◆ Written task: Select each line of the data below that contains the string "Query", matching case exactly.

◆ Data lines:
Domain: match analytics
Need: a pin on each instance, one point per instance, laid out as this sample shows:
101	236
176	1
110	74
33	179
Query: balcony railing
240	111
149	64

--

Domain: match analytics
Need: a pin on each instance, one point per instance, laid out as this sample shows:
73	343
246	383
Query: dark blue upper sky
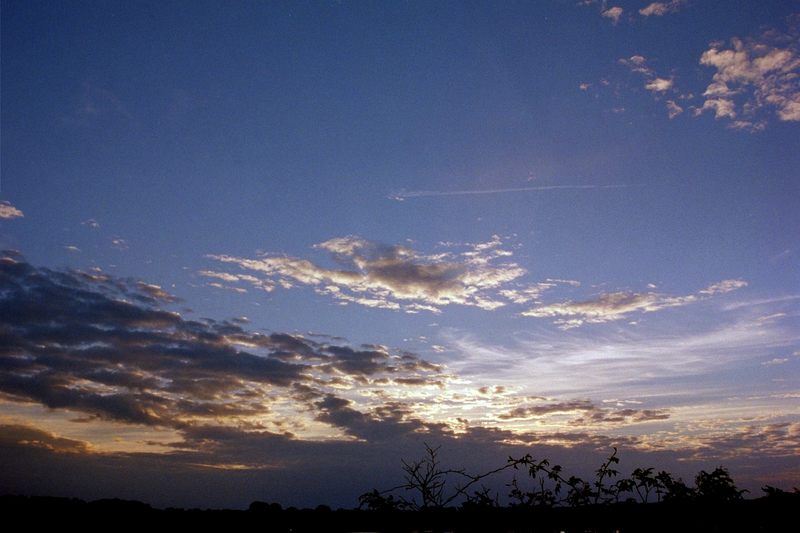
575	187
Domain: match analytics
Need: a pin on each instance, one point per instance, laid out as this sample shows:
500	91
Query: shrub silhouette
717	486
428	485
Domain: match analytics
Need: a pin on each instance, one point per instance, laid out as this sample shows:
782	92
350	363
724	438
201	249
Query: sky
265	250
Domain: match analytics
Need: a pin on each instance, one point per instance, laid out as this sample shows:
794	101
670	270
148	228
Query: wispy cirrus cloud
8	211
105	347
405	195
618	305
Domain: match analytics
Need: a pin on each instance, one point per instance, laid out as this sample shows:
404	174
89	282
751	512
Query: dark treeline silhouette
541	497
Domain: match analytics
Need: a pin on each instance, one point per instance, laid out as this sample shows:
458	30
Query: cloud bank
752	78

---

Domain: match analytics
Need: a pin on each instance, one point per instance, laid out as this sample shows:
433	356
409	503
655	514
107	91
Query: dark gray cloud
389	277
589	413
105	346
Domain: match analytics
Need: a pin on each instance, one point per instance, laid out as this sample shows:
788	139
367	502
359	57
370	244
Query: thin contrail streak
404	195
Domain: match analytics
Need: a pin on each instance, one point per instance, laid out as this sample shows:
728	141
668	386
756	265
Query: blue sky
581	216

◆ Right answer:
Query: balcony railing
Query: dark blue upper sky
Query: shrub silhouette
Query: sky
Query: wispy cirrus cloud
Query: dark treeline silhouette
Query: cloud bank
Query: dark gray cloud
Query: thin contrail streak
Query: blue sky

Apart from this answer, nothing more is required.